Data excerpts:
════════════════════
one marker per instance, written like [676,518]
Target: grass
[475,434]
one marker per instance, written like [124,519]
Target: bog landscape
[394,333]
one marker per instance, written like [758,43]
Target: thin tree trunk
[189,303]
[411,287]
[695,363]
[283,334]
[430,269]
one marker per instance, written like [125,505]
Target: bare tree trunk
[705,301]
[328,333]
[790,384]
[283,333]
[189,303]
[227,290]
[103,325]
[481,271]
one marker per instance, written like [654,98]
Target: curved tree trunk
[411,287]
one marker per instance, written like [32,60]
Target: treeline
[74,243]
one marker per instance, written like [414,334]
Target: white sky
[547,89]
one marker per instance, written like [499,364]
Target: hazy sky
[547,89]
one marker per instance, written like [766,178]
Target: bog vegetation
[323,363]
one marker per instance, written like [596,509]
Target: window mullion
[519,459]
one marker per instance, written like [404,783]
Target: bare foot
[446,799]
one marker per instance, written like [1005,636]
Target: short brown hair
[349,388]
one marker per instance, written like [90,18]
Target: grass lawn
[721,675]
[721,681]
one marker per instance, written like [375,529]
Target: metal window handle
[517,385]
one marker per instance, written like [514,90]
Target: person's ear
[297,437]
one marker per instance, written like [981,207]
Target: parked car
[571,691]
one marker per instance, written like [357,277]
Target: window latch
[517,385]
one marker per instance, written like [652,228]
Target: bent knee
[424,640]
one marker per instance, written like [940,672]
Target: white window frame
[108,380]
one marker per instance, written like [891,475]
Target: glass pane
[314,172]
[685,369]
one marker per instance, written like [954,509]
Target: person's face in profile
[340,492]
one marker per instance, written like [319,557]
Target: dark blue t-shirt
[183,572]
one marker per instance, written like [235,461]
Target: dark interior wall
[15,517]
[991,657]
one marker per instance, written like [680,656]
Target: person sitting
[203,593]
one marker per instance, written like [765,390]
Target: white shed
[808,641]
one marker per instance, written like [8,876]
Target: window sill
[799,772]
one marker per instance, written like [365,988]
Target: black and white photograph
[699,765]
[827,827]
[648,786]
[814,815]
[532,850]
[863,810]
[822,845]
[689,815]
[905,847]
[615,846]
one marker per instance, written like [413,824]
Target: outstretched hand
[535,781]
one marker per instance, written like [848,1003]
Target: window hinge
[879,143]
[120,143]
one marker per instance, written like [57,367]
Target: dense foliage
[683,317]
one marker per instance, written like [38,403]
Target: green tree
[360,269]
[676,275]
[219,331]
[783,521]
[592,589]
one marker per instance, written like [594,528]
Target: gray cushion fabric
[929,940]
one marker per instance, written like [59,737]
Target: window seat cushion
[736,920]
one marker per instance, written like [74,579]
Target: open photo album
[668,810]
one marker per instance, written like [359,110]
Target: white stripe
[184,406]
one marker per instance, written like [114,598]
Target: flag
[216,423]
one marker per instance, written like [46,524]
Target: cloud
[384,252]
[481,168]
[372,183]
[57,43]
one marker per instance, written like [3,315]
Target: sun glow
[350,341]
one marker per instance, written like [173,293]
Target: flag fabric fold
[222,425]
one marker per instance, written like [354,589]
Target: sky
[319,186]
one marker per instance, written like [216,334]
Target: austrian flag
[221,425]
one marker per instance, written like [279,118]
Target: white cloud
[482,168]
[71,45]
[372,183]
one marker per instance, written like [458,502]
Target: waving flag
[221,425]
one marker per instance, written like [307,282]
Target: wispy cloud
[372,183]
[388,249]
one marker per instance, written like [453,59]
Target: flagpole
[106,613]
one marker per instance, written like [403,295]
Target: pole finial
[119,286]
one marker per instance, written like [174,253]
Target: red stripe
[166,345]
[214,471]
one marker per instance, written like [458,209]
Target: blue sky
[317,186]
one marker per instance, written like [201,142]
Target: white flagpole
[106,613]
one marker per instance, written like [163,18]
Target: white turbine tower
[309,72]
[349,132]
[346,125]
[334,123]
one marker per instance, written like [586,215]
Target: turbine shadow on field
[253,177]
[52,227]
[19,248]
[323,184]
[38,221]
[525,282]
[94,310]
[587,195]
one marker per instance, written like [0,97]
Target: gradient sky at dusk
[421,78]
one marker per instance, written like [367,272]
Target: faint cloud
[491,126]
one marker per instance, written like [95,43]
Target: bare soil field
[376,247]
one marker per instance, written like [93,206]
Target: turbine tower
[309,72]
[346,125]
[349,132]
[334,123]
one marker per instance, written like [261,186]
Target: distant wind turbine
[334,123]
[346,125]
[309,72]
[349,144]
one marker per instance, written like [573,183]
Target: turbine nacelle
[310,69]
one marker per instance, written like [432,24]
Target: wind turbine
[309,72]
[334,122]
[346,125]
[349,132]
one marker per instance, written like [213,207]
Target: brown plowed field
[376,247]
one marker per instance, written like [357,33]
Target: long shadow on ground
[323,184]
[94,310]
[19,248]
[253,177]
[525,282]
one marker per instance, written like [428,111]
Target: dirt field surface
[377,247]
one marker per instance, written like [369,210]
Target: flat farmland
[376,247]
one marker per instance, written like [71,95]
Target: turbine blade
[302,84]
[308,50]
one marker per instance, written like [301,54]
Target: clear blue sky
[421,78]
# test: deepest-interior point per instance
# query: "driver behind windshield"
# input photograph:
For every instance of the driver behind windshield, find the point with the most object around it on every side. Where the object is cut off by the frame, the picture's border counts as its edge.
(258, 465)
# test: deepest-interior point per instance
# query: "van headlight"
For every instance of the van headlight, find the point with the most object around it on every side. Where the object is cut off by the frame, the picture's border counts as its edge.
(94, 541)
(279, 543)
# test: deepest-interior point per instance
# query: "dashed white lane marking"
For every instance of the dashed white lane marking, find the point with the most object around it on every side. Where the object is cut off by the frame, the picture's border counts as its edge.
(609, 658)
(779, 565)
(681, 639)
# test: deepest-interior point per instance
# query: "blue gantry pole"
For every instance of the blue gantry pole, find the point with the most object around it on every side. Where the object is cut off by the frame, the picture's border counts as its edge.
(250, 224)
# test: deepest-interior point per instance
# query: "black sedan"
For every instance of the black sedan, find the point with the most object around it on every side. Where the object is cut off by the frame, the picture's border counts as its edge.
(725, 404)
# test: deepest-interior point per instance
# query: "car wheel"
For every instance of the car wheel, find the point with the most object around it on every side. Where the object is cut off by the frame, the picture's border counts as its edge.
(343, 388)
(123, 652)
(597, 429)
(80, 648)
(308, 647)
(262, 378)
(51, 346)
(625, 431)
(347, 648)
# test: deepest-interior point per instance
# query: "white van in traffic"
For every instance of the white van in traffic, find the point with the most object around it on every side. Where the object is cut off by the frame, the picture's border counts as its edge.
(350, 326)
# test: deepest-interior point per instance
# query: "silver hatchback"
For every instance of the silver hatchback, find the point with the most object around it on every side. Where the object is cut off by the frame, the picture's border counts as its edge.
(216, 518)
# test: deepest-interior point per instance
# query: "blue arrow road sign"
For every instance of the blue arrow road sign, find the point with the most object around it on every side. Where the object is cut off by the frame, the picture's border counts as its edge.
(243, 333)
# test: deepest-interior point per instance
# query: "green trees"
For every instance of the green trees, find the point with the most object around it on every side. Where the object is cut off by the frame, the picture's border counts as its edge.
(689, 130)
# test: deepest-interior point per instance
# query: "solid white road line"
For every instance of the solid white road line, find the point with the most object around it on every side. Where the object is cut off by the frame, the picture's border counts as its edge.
════════════════════
Your instructions: Repeat only the lines above, from the first line of the entries through the line that contains "one marker per instance, written like [125,505]", including both ends.

Solution to the problem:
one marker per instance, written like [676,518]
Target: grass
[475,434]
one marker per instance, written like [124,519]
Target: bog landscape
[394,333]
one marker per instance, written like [758,43]
Target: thin tree trunk
[189,303]
[411,287]
[695,363]
[283,334]
[430,269]
one marker per instance, written like [125,505]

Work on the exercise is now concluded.